_Task_
Print the line containing "Mark each instance of the car tire" and each line after it through the end, please, with nothing added.

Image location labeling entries
========================================================================
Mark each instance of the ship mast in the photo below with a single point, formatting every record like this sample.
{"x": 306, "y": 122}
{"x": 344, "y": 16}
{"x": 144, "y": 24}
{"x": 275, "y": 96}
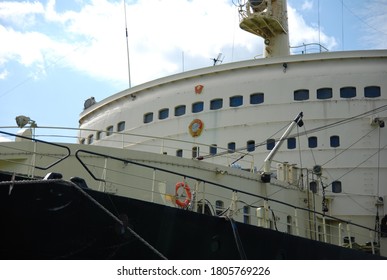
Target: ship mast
{"x": 267, "y": 19}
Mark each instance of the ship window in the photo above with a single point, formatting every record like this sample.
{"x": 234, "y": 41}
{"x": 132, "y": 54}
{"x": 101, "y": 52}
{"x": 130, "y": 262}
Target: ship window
{"x": 236, "y": 101}
{"x": 250, "y": 145}
{"x": 289, "y": 223}
{"x": 347, "y": 92}
{"x": 313, "y": 186}
{"x": 312, "y": 142}
{"x": 195, "y": 152}
{"x": 197, "y": 107}
{"x": 336, "y": 187}
{"x": 301, "y": 94}
{"x": 216, "y": 104}
{"x": 90, "y": 139}
{"x": 324, "y": 93}
{"x": 270, "y": 143}
{"x": 121, "y": 126}
{"x": 256, "y": 98}
{"x": 148, "y": 117}
{"x": 372, "y": 91}
{"x": 163, "y": 114}
{"x": 179, "y": 110}
{"x": 291, "y": 143}
{"x": 231, "y": 147}
{"x": 109, "y": 130}
{"x": 335, "y": 141}
{"x": 213, "y": 149}
{"x": 99, "y": 135}
{"x": 246, "y": 214}
{"x": 219, "y": 207}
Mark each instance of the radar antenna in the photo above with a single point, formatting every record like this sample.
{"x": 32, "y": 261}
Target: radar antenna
{"x": 218, "y": 59}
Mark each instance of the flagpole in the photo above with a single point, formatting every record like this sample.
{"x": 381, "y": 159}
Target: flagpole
{"x": 127, "y": 45}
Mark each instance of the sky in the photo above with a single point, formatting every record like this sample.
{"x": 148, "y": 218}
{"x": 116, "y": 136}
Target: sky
{"x": 55, "y": 54}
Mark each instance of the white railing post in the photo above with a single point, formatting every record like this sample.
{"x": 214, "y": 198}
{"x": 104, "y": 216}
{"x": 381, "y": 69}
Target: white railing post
{"x": 324, "y": 230}
{"x": 296, "y": 222}
{"x": 349, "y": 236}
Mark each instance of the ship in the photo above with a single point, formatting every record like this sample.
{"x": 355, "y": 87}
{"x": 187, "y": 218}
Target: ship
{"x": 282, "y": 157}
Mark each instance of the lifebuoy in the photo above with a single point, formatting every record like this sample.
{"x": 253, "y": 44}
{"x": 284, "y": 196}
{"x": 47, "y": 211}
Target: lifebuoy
{"x": 185, "y": 203}
{"x": 195, "y": 127}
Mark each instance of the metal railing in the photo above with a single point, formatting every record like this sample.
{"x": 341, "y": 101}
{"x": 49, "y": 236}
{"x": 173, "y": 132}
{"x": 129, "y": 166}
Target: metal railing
{"x": 151, "y": 182}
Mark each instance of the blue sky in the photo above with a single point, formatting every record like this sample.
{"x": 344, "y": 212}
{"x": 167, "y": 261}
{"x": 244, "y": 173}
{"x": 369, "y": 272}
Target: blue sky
{"x": 56, "y": 54}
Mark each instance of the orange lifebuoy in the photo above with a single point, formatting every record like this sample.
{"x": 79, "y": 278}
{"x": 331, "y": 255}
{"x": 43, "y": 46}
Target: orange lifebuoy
{"x": 185, "y": 203}
{"x": 195, "y": 127}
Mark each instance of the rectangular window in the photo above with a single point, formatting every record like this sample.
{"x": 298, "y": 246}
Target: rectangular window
{"x": 109, "y": 130}
{"x": 312, "y": 142}
{"x": 256, "y": 98}
{"x": 195, "y": 152}
{"x": 372, "y": 91}
{"x": 291, "y": 143}
{"x": 219, "y": 207}
{"x": 324, "y": 93}
{"x": 270, "y": 143}
{"x": 163, "y": 114}
{"x": 246, "y": 214}
{"x": 216, "y": 104}
{"x": 250, "y": 145}
{"x": 121, "y": 126}
{"x": 213, "y": 149}
{"x": 148, "y": 117}
{"x": 179, "y": 110}
{"x": 197, "y": 107}
{"x": 236, "y": 101}
{"x": 347, "y": 92}
{"x": 179, "y": 153}
{"x": 231, "y": 147}
{"x": 301, "y": 94}
{"x": 335, "y": 141}
{"x": 99, "y": 135}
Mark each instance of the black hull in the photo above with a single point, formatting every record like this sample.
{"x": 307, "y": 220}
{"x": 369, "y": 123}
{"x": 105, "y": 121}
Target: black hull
{"x": 58, "y": 220}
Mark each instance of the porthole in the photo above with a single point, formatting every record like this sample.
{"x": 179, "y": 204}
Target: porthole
{"x": 301, "y": 94}
{"x": 216, "y": 104}
{"x": 256, "y": 98}
{"x": 236, "y": 101}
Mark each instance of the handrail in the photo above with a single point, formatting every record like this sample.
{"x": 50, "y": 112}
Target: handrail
{"x": 126, "y": 161}
{"x": 44, "y": 142}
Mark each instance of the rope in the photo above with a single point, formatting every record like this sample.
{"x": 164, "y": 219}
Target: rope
{"x": 237, "y": 239}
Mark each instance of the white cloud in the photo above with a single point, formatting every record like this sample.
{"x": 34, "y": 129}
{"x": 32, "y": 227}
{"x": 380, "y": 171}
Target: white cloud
{"x": 92, "y": 39}
{"x": 375, "y": 25}
{"x": 3, "y": 74}
{"x": 300, "y": 33}
{"x": 307, "y": 5}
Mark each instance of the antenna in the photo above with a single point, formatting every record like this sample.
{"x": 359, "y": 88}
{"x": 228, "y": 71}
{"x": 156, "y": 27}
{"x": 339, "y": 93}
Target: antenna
{"x": 218, "y": 60}
{"x": 127, "y": 44}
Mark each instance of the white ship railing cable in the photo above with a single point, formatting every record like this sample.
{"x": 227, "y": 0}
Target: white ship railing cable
{"x": 208, "y": 182}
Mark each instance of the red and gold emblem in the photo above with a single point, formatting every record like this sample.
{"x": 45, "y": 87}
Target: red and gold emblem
{"x": 195, "y": 127}
{"x": 199, "y": 89}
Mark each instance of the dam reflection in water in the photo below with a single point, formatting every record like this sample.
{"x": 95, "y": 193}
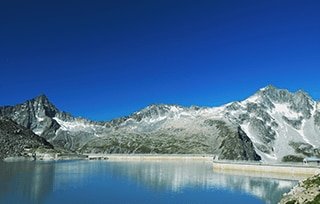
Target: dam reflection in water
{"x": 133, "y": 182}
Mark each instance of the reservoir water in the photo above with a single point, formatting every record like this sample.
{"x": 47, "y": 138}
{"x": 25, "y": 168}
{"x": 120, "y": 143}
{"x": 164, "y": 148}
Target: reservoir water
{"x": 133, "y": 182}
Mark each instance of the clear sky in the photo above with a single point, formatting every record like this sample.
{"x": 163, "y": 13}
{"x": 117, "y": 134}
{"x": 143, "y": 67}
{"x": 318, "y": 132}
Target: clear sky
{"x": 106, "y": 59}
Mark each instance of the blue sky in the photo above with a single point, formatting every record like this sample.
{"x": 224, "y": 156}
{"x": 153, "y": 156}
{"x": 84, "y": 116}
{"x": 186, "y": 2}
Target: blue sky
{"x": 106, "y": 59}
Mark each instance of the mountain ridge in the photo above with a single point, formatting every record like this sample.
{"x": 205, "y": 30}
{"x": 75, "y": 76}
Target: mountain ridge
{"x": 252, "y": 129}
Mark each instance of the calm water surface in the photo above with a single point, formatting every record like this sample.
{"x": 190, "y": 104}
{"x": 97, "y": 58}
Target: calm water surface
{"x": 132, "y": 182}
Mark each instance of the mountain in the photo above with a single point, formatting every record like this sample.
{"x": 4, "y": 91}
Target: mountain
{"x": 272, "y": 125}
{"x": 17, "y": 140}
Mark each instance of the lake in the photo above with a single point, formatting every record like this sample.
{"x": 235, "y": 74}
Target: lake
{"x": 133, "y": 182}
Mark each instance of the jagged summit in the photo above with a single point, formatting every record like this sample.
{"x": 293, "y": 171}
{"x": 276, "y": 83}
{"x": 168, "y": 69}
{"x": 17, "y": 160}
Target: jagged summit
{"x": 273, "y": 124}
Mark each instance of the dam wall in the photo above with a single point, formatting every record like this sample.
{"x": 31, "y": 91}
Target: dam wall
{"x": 266, "y": 168}
{"x": 151, "y": 157}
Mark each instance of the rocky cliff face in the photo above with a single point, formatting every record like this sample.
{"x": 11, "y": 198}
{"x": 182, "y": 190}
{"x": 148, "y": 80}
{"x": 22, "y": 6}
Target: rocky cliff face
{"x": 17, "y": 140}
{"x": 272, "y": 125}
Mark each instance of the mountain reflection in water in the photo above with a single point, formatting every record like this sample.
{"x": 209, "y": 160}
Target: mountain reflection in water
{"x": 52, "y": 182}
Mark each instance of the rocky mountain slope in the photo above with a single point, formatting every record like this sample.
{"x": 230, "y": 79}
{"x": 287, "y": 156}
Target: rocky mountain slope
{"x": 17, "y": 140}
{"x": 272, "y": 125}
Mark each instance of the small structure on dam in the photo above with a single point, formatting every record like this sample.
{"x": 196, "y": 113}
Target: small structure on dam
{"x": 311, "y": 160}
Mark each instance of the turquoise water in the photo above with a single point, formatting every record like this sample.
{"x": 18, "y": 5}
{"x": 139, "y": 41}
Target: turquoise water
{"x": 132, "y": 182}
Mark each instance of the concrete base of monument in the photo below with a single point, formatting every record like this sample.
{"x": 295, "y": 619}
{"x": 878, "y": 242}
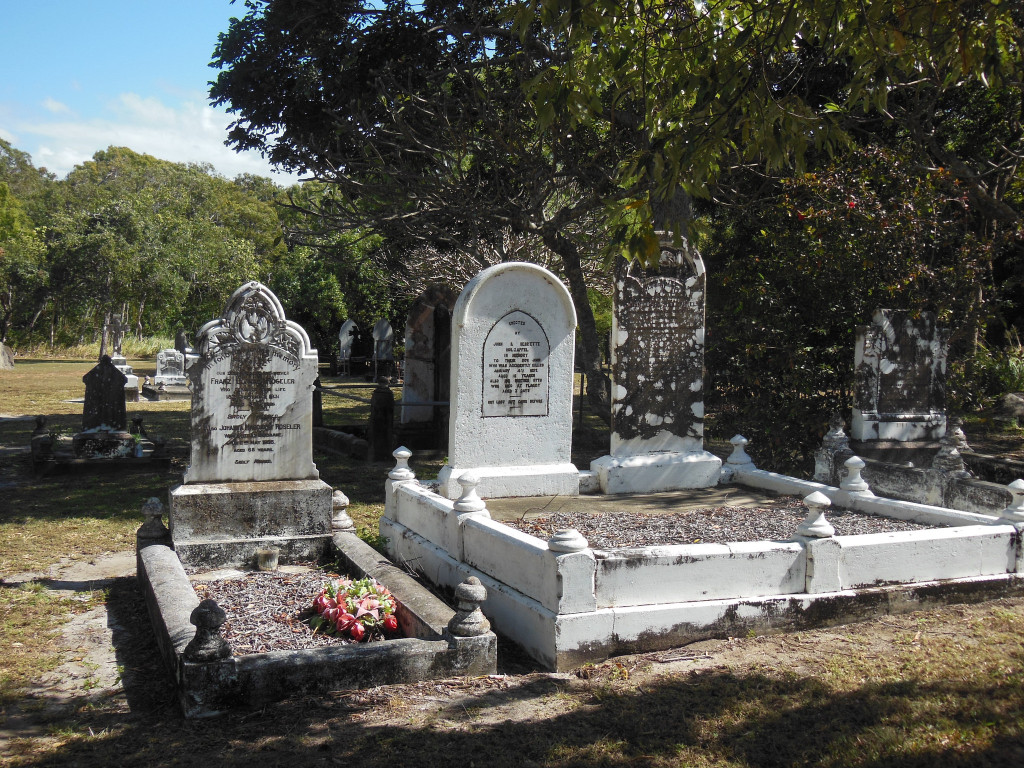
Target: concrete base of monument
{"x": 650, "y": 473}
{"x": 900, "y": 427}
{"x": 216, "y": 524}
{"x": 434, "y": 645}
{"x": 503, "y": 482}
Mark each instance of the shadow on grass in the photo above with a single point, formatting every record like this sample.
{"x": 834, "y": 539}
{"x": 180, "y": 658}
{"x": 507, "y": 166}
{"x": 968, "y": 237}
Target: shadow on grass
{"x": 709, "y": 718}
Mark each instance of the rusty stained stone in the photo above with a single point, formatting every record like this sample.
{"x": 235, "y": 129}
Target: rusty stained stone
{"x": 903, "y": 364}
{"x": 658, "y": 353}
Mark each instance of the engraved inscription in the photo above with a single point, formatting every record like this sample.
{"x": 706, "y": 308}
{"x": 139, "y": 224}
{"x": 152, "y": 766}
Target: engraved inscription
{"x": 515, "y": 368}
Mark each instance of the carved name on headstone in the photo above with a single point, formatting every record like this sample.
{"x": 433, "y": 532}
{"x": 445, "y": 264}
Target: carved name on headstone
{"x": 252, "y": 381}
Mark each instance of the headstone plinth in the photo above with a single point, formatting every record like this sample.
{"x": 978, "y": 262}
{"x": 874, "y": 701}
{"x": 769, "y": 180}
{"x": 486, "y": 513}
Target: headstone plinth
{"x": 657, "y": 372}
{"x": 511, "y": 385}
{"x": 900, "y": 369}
{"x": 251, "y": 482}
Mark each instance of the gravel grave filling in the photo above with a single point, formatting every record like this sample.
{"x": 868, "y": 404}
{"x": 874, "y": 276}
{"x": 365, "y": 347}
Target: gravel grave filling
{"x": 269, "y": 610}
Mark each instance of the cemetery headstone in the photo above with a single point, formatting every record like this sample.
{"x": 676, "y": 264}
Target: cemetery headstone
{"x": 900, "y": 370}
{"x": 115, "y": 342}
{"x": 345, "y": 338}
{"x": 181, "y": 342}
{"x": 251, "y": 481}
{"x": 383, "y": 348}
{"x": 511, "y": 386}
{"x": 428, "y": 355}
{"x": 657, "y": 375}
{"x": 170, "y": 382}
{"x": 170, "y": 368}
{"x": 381, "y": 432}
{"x": 104, "y": 417}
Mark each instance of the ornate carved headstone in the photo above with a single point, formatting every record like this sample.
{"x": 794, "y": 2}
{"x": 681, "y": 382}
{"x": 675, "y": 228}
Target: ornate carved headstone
{"x": 900, "y": 368}
{"x": 511, "y": 385}
{"x": 252, "y": 482}
{"x": 252, "y": 375}
{"x": 428, "y": 354}
{"x": 657, "y": 374}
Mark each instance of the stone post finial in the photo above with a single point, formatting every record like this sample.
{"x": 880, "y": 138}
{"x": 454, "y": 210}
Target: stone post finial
{"x": 1015, "y": 512}
{"x": 469, "y": 620}
{"x": 207, "y": 645}
{"x": 153, "y": 527}
{"x": 566, "y": 541}
{"x": 470, "y": 502}
{"x": 401, "y": 471}
{"x": 738, "y": 455}
{"x": 815, "y": 525}
{"x": 339, "y": 516}
{"x": 853, "y": 482}
{"x": 836, "y": 438}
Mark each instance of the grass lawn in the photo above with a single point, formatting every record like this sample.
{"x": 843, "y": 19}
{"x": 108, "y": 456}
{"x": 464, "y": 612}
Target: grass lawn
{"x": 943, "y": 687}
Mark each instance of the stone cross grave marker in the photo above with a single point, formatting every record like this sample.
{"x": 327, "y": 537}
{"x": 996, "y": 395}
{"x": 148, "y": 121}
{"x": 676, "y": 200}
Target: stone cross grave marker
{"x": 511, "y": 385}
{"x": 900, "y": 370}
{"x": 252, "y": 373}
{"x": 657, "y": 374}
{"x": 428, "y": 353}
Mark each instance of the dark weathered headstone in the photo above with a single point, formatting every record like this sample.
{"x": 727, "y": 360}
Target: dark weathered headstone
{"x": 900, "y": 369}
{"x": 104, "y": 397}
{"x": 428, "y": 355}
{"x": 381, "y": 433}
{"x": 657, "y": 376}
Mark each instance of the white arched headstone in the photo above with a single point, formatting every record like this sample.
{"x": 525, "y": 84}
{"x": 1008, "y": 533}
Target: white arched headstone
{"x": 511, "y": 389}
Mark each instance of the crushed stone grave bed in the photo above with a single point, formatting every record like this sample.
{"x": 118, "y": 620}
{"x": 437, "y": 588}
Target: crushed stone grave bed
{"x": 776, "y": 520}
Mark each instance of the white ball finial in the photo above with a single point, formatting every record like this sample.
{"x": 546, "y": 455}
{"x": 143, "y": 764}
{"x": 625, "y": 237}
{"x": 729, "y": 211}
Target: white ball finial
{"x": 470, "y": 502}
{"x": 401, "y": 471}
{"x": 815, "y": 525}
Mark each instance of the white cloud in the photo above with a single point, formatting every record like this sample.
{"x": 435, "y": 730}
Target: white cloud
{"x": 52, "y": 105}
{"x": 192, "y": 131}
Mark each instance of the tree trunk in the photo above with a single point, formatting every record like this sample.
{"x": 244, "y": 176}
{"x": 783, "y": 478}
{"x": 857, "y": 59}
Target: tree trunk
{"x": 598, "y": 385}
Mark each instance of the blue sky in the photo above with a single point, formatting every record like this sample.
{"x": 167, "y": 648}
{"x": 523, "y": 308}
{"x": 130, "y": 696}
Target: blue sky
{"x": 78, "y": 76}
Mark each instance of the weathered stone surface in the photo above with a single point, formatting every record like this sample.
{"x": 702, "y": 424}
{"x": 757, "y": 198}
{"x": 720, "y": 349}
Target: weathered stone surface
{"x": 428, "y": 353}
{"x": 346, "y": 336}
{"x": 383, "y": 340}
{"x": 900, "y": 369}
{"x": 104, "y": 397}
{"x": 170, "y": 368}
{"x": 252, "y": 375}
{"x": 511, "y": 385}
{"x": 657, "y": 337}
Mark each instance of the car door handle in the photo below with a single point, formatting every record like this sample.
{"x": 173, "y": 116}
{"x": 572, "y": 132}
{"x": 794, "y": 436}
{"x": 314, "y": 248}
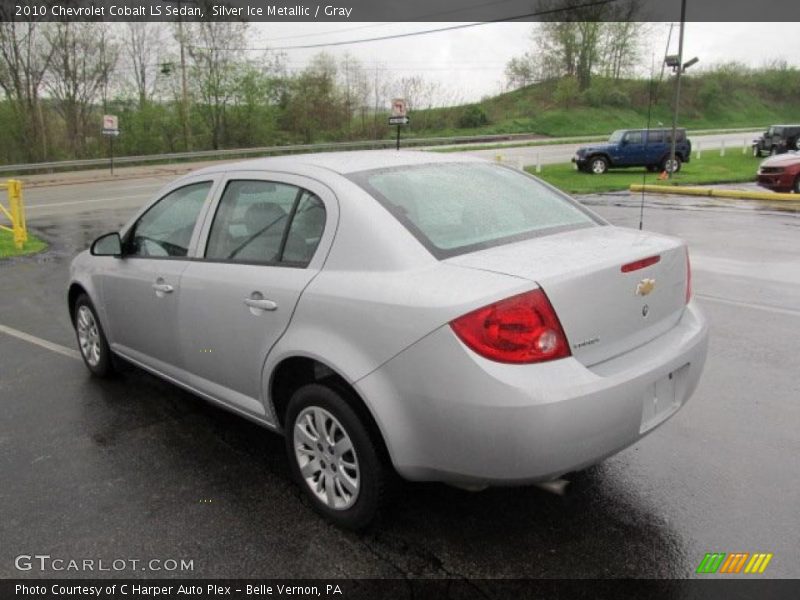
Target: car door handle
{"x": 261, "y": 304}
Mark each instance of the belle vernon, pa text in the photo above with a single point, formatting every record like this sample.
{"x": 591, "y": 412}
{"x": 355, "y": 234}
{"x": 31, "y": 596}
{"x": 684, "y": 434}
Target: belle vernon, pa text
{"x": 154, "y": 10}
{"x": 178, "y": 590}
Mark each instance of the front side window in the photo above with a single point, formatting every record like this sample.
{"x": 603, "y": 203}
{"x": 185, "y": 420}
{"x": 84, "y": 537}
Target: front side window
{"x": 166, "y": 228}
{"x": 266, "y": 222}
{"x": 460, "y": 207}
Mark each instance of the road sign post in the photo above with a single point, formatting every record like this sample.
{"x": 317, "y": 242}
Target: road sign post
{"x": 399, "y": 116}
{"x": 111, "y": 129}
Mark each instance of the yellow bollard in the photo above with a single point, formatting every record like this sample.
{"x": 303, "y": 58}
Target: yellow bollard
{"x": 17, "y": 207}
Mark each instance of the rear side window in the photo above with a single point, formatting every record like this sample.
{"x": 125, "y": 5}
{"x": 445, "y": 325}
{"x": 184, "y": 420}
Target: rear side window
{"x": 266, "y": 222}
{"x": 634, "y": 137}
{"x": 680, "y": 135}
{"x": 655, "y": 136}
{"x": 166, "y": 228}
{"x": 461, "y": 207}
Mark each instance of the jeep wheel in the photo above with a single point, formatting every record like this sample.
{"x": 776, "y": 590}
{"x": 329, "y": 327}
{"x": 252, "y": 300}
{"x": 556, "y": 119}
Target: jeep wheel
{"x": 669, "y": 166}
{"x": 598, "y": 165}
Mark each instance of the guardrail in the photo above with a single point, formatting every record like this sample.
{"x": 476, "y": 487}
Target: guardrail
{"x": 264, "y": 150}
{"x": 267, "y": 150}
{"x": 15, "y": 212}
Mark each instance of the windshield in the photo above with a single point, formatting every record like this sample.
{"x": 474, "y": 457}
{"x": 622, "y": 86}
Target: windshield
{"x": 617, "y": 136}
{"x": 460, "y": 207}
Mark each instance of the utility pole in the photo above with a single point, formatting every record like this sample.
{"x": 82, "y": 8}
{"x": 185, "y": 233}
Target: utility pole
{"x": 187, "y": 131}
{"x": 671, "y": 164}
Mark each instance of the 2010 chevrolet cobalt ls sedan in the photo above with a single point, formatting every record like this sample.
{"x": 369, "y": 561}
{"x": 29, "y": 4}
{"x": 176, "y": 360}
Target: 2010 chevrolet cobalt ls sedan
{"x": 445, "y": 319}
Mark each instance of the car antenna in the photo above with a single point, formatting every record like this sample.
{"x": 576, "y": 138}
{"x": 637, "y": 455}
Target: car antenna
{"x": 653, "y": 89}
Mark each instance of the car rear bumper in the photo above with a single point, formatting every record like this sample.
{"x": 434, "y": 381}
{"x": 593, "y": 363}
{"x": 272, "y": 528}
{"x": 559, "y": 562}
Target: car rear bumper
{"x": 449, "y": 415}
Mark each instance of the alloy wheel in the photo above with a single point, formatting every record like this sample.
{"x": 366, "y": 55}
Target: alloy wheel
{"x": 326, "y": 457}
{"x": 88, "y": 336}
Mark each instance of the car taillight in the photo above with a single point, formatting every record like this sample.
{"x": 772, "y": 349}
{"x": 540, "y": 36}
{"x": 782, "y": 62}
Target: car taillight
{"x": 520, "y": 329}
{"x": 688, "y": 277}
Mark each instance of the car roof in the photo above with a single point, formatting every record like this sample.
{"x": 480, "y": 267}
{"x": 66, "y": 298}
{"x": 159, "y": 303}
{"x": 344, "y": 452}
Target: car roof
{"x": 338, "y": 162}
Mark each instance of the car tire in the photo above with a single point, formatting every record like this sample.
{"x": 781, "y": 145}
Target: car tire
{"x": 598, "y": 165}
{"x": 92, "y": 342}
{"x": 341, "y": 470}
{"x": 666, "y": 164}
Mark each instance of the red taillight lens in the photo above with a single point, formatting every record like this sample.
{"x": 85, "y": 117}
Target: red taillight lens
{"x": 688, "y": 277}
{"x": 520, "y": 329}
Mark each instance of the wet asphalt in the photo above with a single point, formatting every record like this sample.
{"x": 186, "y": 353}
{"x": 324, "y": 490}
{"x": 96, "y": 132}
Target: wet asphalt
{"x": 134, "y": 468}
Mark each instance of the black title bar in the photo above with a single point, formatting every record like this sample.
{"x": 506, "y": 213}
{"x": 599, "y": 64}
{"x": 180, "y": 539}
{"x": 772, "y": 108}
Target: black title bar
{"x": 401, "y": 11}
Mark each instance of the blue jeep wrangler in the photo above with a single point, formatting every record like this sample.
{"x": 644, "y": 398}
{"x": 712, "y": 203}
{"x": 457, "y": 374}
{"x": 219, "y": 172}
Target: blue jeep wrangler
{"x": 635, "y": 148}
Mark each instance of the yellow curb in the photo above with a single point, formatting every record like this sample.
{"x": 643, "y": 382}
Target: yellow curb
========================================================================
_Solution to the exercise_
Mark each instance of the car tire in the photo above with a single point, formatting every record like this sample.
{"x": 781, "y": 145}
Target: car tire
{"x": 598, "y": 165}
{"x": 92, "y": 342}
{"x": 341, "y": 470}
{"x": 666, "y": 164}
Mark each instance of the red taillight lens in the photo above with a single point, formatting every record like this sample.
{"x": 85, "y": 117}
Target: red taillight lens
{"x": 688, "y": 277}
{"x": 520, "y": 329}
Mark each instance of the wet asphalt in the photo above with a single point, formatting every record like this sample.
{"x": 186, "y": 353}
{"x": 324, "y": 490}
{"x": 96, "y": 132}
Target: wet asphalt
{"x": 134, "y": 468}
Mark each instance of the black title bar in the photo above with a single point, formatting every record like this sample.
{"x": 506, "y": 213}
{"x": 599, "y": 64}
{"x": 180, "y": 539}
{"x": 772, "y": 108}
Target: black title bar
{"x": 401, "y": 11}
Mark each instance of the blue jeep wrangler in the photo above with a single point, formatting every record like this sample.
{"x": 644, "y": 398}
{"x": 712, "y": 203}
{"x": 457, "y": 374}
{"x": 219, "y": 172}
Target: blue jeep wrangler
{"x": 635, "y": 148}
Mark each instance of the yellow curb in the photo above with a single point, formatting every record like this sample.
{"x": 643, "y": 382}
Target: yellow curb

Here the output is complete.